Nos
convencieron de que el prototipo de hombre a amar, era un fulano que seguía
sueños y arrastraba una cruz. Nos indicaron que la manera de amar era la
permanente compañía, sometida y discreta, la que va en las hojas casi sin estarlo
pero sin nunca salir. Luego, cualquier aspiración propia, error de hembras, era
un capítulo de María Magdalena y por ende, llevaba las piedras, las cofradías
de curas mortales lanzando maldiciones insuperables, el camino del purgatorio,
la amargura de metales. Sólo teníamos una sola vía.
Mis amigas y
yo, con un pie en la edad moderna pero escritas en las coordenadas del
catolicismo y sus mitos, vivimos la vida detrás de un hombre que tenía sus
cruces y era tiempo de andar plácida y discreta.
Una, tuvo su
amor nórdico de grandes promesas. Una cuenta de billetes coloreados, una casita
con todo importado. Un grito de dejaría mi país, mi remesa familiar, mi seguro
social y sólo por ti. Ella entendía que era su Cristo cargado de cruces, que
era su discreción y perseverancia la que le evitarían caer en la sección de
ninfas latinoamericanas, de las que se conocen en el viaje y se olvidan al
aterrizaje.
Años de paso
por los capítulos no escritos, por la promesa que se vuelve asfixiante, con el
recuento de todos los deberes, con su dónde estás, porqué y hasta cuándo se
vinieron a tierra con un “you are such a bitch”
Otra tuvo
más suerte, cumplió el protocolo completo, se casó con el hombre y su cruz.

### Objetivo planteado 1
Enumera todo lo que, según el texto sobre el amor y los mitos católicos, llevaba consigo cualquier aspiración propia de las mujeres.
### Objetivo planteado 2
En el texto sobre el amor y los mitos católicos, ¿por qué la amiga del amor nórdico creía que debía ser discreta y perseverante? Responde en una a tres oraciones.
### Objetivo planteado 3
Prosigue el texto sobre el amor y los mitos católicos a partir de su última oración.

### Entradas proporcionadas

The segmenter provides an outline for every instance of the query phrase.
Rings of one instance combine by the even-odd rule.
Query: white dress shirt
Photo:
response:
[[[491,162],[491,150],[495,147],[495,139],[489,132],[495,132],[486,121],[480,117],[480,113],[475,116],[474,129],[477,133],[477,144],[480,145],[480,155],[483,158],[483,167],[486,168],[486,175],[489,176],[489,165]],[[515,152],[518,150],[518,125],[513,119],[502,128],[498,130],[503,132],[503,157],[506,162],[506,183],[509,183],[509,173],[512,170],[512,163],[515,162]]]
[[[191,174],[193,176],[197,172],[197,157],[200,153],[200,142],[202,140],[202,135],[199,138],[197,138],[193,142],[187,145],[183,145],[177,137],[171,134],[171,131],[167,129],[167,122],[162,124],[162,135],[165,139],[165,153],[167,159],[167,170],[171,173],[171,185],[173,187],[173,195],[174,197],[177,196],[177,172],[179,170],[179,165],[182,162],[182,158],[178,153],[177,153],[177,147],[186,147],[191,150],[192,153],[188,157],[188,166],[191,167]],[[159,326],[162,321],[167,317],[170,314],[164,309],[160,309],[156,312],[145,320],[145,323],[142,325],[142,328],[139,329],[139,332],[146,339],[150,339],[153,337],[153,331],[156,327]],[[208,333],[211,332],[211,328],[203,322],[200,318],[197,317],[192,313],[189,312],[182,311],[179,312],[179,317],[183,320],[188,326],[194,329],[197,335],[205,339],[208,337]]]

### Respuesta 1
- Las piedras
- Las cofradías de curas mortales lanzando maldiciones insuperables
- El camino del purgatorio
- La amargura de metales

### Respuesta 2
Creía que su discreción y su perseverancia le evitarían caer en la sección de ninfas latinoamericanas. Se trata de aquellas que se conocen en el viaje y se olvidan al aterrizaje.

### Respuesta 3
Nunca tuvo capítulos tentados a lo Eva ni infidelidades a lo cualquiera. Se
paraba con tiempo de sobra para hacer de su esclavitud un plato que se
descartaba al más mínimo argumento “si te ríes así, me divorcio” y se convirtió
en una María Magdalena al por mayor al decidir “la que de aquí se va soy yo”.
Yo había
acumulado mis cruces. Mi catálogo del catirito sonriente, del amigo de todas
que se pasa de copas. Mi valiente aventurero vestido del Che, que con su
ortodoxia se oponía al sistema desde la brillante trinchera de las filas
comunistas y su veintena de integrantes. Mi salvador de los bosques húmedos, con
sus bermudas rotas para sentirse pueblo, él mismo que a la primera hora de
distancia física se revolcó con otra.
Luego pasé
por el amor que tanto promete. El que es bueno en su casa es bueno en la calle.
El que ama a la madre, ama a la esposa. El que trabaja con esmero, quiere con
esmero. El que reza todos los días tiene clarititica el alma.
El que
promete como quien se confiesa en el confesionario obviando los capítulos
oscuros. El que le teme hasta su propia sombra y culpa siempre al vecino. El
que su foco de fotógrafo le anula que el mundo está compuesto de ángulos y
sombras, de movimiento y quietud.
El que se
constituyó en el miembro extranumerario de la Inquisición y que desde su
Santidad, tan improbable como la del Papa lanza condenas al dolor. El que se
muerde los talones y jura que si existe alguna penuria en esta tierra ninguna
bastará para que él perdone.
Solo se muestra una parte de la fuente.